[SOURCE PASSAGE start]

But the Wall Street giant’s shares fell on the day as investors were disappointed with revenues in the bank’s client trading business.

It also emerged the bank has gained approval from UK regulators to open a new private banking arm in Britain. It is allowed to take deposits and advise on investments.

Pre-tax profits increased six per cent on the year to $3.4bn (£2.2bn).

Overall revenues increased 1.4 per cent on the year to $10.1bn, driven by improvements in debt and equity underwriting which rose 63 per cent to $1.1bn.

Equity securities revenues also expanded, growing 2.8 per cent from $891m in the first quarter of 2012 to $1.1bn in the same period of this year.

However other areas did not perform as well.

Net revenues in fixed income, currency and commodities fell seven per cent to $3.2bn, and revenues in client equities fell 14.6 per cent to $1.9bn.

[SOURCE PASSAGE end]
[GIVEN INFORMATION start]

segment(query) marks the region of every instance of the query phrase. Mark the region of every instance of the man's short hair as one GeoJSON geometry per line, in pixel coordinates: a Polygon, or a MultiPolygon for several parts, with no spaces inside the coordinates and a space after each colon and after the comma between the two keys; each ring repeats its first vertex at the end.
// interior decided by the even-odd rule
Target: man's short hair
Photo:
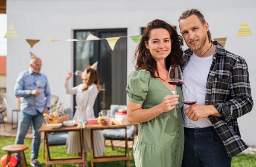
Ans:
{"type": "MultiPolygon", "coordinates": [[[[199,21],[200,21],[201,23],[202,23],[203,26],[204,26],[204,23],[205,23],[206,22],[205,20],[204,20],[204,16],[201,12],[200,12],[200,11],[195,8],[192,8],[191,9],[187,10],[185,11],[182,13],[182,14],[181,14],[181,16],[180,16],[179,18],[179,27],[180,26],[180,22],[181,20],[185,19],[193,14],[197,16],[199,20],[199,21]]],[[[209,42],[213,43],[213,42],[212,40],[212,35],[211,34],[211,33],[209,30],[207,32],[207,34],[208,37],[209,42]]]]}

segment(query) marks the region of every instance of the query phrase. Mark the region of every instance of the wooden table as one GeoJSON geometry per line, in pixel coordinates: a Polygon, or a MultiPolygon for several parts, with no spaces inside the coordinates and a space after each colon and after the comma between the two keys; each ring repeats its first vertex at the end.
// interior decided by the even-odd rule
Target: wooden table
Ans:
{"type": "MultiPolygon", "coordinates": [[[[85,129],[90,129],[91,134],[91,165],[92,167],[95,166],[96,162],[109,162],[111,161],[125,161],[125,167],[126,166],[127,161],[128,161],[128,166],[130,167],[130,158],[129,157],[129,149],[128,149],[128,140],[127,139],[127,134],[126,133],[126,127],[131,126],[131,125],[105,125],[103,126],[100,124],[96,125],[86,125],[85,129]],[[93,148],[93,131],[95,130],[101,130],[104,129],[122,129],[125,130],[125,155],[116,155],[112,156],[94,156],[94,151],[93,148]]],[[[45,162],[45,166],[47,167],[48,165],[52,166],[53,164],[75,164],[77,163],[81,163],[83,164],[83,167],[84,167],[84,142],[83,141],[83,130],[82,130],[84,128],[77,128],[76,125],[72,127],[67,127],[64,125],[58,129],[51,129],[47,127],[46,124],[44,124],[39,129],[38,131],[44,132],[44,136],[46,141],[46,159],[45,162]],[[68,132],[70,131],[78,131],[80,132],[80,142],[81,145],[81,151],[82,153],[82,156],[70,158],[63,158],[59,159],[52,159],[50,156],[50,152],[49,150],[49,145],[48,143],[48,133],[49,132],[68,132]]]]}
{"type": "Polygon", "coordinates": [[[51,167],[52,165],[53,164],[81,163],[83,164],[83,167],[84,167],[84,142],[82,142],[82,141],[83,141],[83,131],[82,130],[84,129],[84,128],[78,128],[77,127],[76,125],[72,127],[67,127],[64,125],[63,125],[60,128],[58,129],[51,129],[47,126],[46,124],[43,125],[43,126],[40,127],[38,131],[44,132],[44,137],[46,142],[46,158],[45,166],[47,167],[48,167],[48,165],[50,165],[51,167]],[[82,156],[76,157],[51,158],[51,156],[50,156],[50,151],[49,150],[49,146],[48,143],[48,133],[69,132],[71,131],[77,131],[79,132],[82,156]]]}
{"type": "Polygon", "coordinates": [[[127,134],[126,133],[126,127],[131,126],[131,125],[127,125],[119,126],[117,125],[105,125],[102,126],[101,125],[86,125],[87,129],[90,129],[91,134],[91,151],[92,161],[92,167],[95,166],[95,162],[109,162],[111,161],[125,161],[125,167],[126,166],[126,161],[128,161],[128,166],[130,167],[130,158],[129,157],[129,149],[128,149],[128,140],[127,139],[127,134]],[[116,155],[112,156],[94,156],[94,152],[93,150],[93,131],[95,130],[101,130],[104,129],[122,129],[125,130],[125,155],[116,155]]]}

[GIVEN INFORMATION end]

> PROBLEM SET
A – Locate each line of the records that contains the string "Target", and copy those lines.
B – Extend the passage on the Wall Street bank's quarterly results with a few sentences that pick up after its final one, about revenues in fixed income and client equities.
The passage on the bank's quarterly results and the records are unrelated material.

> SET OF ANSWERS
A –
Target: man's short hair
Target: wooden table

B –
Net revenues in institutional client services fell 10 per cent to $5.1bn.

“We are pleased with our performance for the quarter,” said chief executive and chairman Lloyd Blankfein.

“Still, the potential for macro-economic instability was felt in the quarter and constrained overall corporate and investor activity.”

Staff levels dipped 400 to 32,000 and average compensation rose a touch to $135,593 in the quarter. Return on equity came in at 12.4 per cent in the quarter.